> [Activity]:
Could you return all of the records exactly as they stand?

═══ Exercise inputs ═══

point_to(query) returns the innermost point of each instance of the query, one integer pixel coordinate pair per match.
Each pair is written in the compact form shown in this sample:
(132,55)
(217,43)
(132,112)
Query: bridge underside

═══

> [Task result]:
point_to(query) returns the innermost point of each instance of the query, one integer pixel coordinate pair per match.
Each pair is written in the compact form shown in this sample:
(132,55)
(217,43)
(132,112)
Query: bridge underside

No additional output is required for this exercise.